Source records
-------------------------
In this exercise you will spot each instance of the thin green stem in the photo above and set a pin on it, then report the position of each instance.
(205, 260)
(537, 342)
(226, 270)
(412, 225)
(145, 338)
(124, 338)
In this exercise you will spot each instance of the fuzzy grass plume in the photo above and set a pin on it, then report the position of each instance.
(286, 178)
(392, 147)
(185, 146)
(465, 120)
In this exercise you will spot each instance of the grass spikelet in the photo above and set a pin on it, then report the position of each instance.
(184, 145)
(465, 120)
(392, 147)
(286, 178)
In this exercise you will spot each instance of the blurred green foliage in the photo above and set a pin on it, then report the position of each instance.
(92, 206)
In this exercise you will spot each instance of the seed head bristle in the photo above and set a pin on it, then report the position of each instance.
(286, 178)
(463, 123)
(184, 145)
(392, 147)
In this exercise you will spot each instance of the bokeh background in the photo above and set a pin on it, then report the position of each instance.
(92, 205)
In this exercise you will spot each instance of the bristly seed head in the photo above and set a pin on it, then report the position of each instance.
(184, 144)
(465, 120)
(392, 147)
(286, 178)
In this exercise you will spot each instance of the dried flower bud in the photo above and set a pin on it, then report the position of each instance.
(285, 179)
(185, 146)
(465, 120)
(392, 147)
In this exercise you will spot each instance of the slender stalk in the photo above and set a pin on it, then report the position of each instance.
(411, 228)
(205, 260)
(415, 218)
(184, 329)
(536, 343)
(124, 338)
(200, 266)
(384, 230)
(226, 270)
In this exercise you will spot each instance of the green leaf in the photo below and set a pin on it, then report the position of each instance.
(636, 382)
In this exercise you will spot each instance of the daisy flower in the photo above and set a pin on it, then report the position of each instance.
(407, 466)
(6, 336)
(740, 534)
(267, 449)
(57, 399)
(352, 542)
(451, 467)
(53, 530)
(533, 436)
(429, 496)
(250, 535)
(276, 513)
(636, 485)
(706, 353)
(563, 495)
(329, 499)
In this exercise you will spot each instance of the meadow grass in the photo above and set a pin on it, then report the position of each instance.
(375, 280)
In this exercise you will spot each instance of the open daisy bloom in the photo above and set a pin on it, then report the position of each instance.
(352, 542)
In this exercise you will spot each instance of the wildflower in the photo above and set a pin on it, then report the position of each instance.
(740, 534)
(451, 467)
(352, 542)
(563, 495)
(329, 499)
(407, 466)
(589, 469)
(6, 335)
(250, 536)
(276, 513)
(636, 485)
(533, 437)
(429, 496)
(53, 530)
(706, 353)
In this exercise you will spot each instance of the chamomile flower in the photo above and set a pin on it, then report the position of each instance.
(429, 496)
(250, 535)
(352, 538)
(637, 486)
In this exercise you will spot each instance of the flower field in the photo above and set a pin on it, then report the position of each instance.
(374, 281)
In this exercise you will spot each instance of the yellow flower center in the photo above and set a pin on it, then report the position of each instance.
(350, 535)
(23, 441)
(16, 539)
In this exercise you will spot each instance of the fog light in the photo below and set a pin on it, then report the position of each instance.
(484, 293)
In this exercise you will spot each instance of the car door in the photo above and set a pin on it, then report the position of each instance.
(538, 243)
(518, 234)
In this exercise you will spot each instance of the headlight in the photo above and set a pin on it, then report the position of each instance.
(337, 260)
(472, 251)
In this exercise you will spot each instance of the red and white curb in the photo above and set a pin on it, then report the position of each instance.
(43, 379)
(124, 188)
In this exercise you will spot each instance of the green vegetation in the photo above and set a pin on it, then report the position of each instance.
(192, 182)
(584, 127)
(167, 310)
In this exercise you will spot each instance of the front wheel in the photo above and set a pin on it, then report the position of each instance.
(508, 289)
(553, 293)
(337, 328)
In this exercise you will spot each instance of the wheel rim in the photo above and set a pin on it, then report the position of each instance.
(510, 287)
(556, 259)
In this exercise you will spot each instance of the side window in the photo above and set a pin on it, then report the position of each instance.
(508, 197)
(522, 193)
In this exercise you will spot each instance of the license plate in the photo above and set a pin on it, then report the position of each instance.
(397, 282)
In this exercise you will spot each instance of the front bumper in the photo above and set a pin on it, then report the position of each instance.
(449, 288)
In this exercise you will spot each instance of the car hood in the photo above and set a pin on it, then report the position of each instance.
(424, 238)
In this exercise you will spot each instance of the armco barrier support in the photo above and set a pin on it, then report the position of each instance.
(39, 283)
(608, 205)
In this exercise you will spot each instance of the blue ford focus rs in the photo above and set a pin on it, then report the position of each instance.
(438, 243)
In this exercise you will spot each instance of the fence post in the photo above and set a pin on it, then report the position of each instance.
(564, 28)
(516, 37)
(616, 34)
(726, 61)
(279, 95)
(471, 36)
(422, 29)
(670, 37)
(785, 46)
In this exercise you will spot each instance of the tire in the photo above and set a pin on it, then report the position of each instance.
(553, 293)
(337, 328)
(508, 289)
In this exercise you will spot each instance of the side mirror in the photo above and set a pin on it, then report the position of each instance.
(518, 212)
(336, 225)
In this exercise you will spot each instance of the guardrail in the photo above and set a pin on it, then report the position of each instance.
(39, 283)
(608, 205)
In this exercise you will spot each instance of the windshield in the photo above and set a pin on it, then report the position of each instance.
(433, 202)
-------------------------
Task directions.
Your task is to repeat each of the records above exactly.

Reply.
In this exercise you will spot each instance of the thin green stem in the photo above and set a pin on it, then report the position of each instance.
(205, 260)
(537, 342)
(226, 270)
(412, 225)
(145, 338)
(124, 338)
In this exercise you will spot each instance of the fuzzy grass plume in the photo above and set a pin on it, then report the position of each instance.
(286, 178)
(392, 147)
(185, 146)
(465, 120)
In this exercise you will spot each instance of the grass spikelet in the photo above and set a pin on it, then report the position of each instance.
(184, 145)
(465, 120)
(392, 147)
(286, 178)
In this exercise you will spot each instance of the blurred green foliage in the photo above and set a pin on it, then report the position of each instance.
(92, 206)
In this exercise you will spot each instance of the seed head bristle in the photo above and set a pin on it, then report the position of each instance.
(286, 178)
(463, 123)
(184, 145)
(392, 147)
In this exercise you will spot each instance of the bokeh background in the photo above and set a pin on it, then report the position of each instance.
(92, 205)
In this exercise you will spot each instance of the bristly seed head in the photo above and set a pin on it, then report the position of each instance.
(184, 144)
(465, 120)
(392, 147)
(286, 178)
In this exercise you will spot each instance of the dried flower bud in the photo above and set a pin on it, then report the position of each instance.
(285, 179)
(185, 146)
(465, 120)
(392, 147)
In this exercise you will spot each instance of the slender stalk in the photo above and set a pin on it, then report the position of each instance.
(411, 228)
(205, 260)
(415, 218)
(184, 329)
(536, 343)
(124, 338)
(200, 266)
(384, 230)
(226, 270)
In this exercise you will spot each instance of the green leaf in the photo below and set a pin on it, then report the position of each instance.
(636, 382)
In this exercise you will spot each instance of the daisy flower in the photo above and set a pin on it, then report the position of each instance.
(407, 466)
(6, 336)
(740, 534)
(267, 449)
(57, 399)
(352, 542)
(451, 467)
(53, 530)
(533, 436)
(429, 496)
(250, 535)
(276, 513)
(636, 485)
(706, 353)
(563, 495)
(329, 499)
In this exercise you will spot each instance of the meadow grass in the photo above and set a pin on it, then report the position of each instance.
(375, 280)
In this exercise you will spot each instance of the open daisy bloom in the photo above and set a pin on it, then report the position of each instance.
(352, 542)
In this exercise you will spot each instance of the wildflower in the photo above and set a pin on it, then report the position of each instance.
(740, 534)
(451, 467)
(352, 542)
(563, 495)
(329, 499)
(407, 466)
(589, 469)
(6, 335)
(250, 536)
(276, 513)
(636, 485)
(533, 437)
(429, 496)
(53, 530)
(706, 353)
In this exercise you will spot each instance of the chamomile flower in the photo above and set a pin on it, then report the position of each instance.
(429, 496)
(250, 535)
(352, 538)
(637, 486)
In this exercise you will spot each instance of the flower field in the photo above and set a pin on it, then report the position of each instance.
(374, 281)
In this exercise you will spot each instance of the yellow flower center in the photo above and set a pin on it, then report the position of each instance.
(350, 535)
(23, 441)
(16, 539)
In this exercise you will spot each instance of the fog light in the photo below and set a pin on it, then report the position of each instance.
(484, 293)
In this exercise you will spot each instance of the car door in the photo above and set a pin on it, then report the position of each instance.
(538, 243)
(518, 234)
In this exercise you will spot each instance of the headlight in the photo above and set a pin on it, then report the position of each instance.
(337, 260)
(472, 251)
In this exercise you will spot each instance of the red and white curb in the photo above and set a pin on it, then report the position of each instance.
(43, 379)
(124, 188)
In this exercise you will spot each instance of the green vegetation in the photo above and set a pin on it, then report the position of each instance.
(192, 182)
(584, 127)
(167, 310)
In this exercise you will spot each instance of the front wheel in the photo above and set a pin on it, then report the position of each instance.
(508, 289)
(553, 293)
(337, 328)
In this exercise you will spot each instance of the wheel rim in the photo above and set a pin on it, then report the position of each instance.
(510, 287)
(556, 259)
In this exercise you will spot each instance of the side window in the photo above and set a pin on it, then report the position of each instance.
(508, 197)
(522, 193)
In this exercise you will spot each instance of the license plate in the photo above and set a pin on it, then report the position of each instance.
(397, 282)
In this exercise you will spot each instance of the front bumper in the photo above and set a pin on it, then report the position of each instance.
(449, 288)
In this exercise you will spot each instance of the car hood in the photo above and set a pin on it, then report the position of each instance.
(424, 238)
In this exercise you will spot each instance of the armco barrier support in the photo above and set a pin on it, then report the position of each instance.
(39, 283)
(608, 205)
In this exercise you will spot each instance of the blue ford focus rs in the photo above and set a pin on it, then report the position of each instance.
(438, 243)
In this exercise you will spot each instance of the fence post in the photo above and set a pin on it, then report the position of each instance.
(564, 28)
(516, 37)
(616, 34)
(726, 61)
(279, 95)
(471, 36)
(422, 29)
(670, 37)
(785, 46)
In this exercise you will spot each instance of the tire in the photo above and set a pin on it, then report the position of each instance.
(553, 293)
(337, 328)
(508, 289)
In this exercise you will spot each instance of the side mirror in the photo above and set a pin on it, then report the position of each instance.
(518, 212)
(336, 225)
In this exercise you will spot each instance of the guardrail in the photo above and set a pin on it, then report the position of each instance.
(39, 283)
(608, 205)
In this exercise you will spot each instance of the windshield in the photo above and set a pin on it, then report the position of each instance.
(433, 202)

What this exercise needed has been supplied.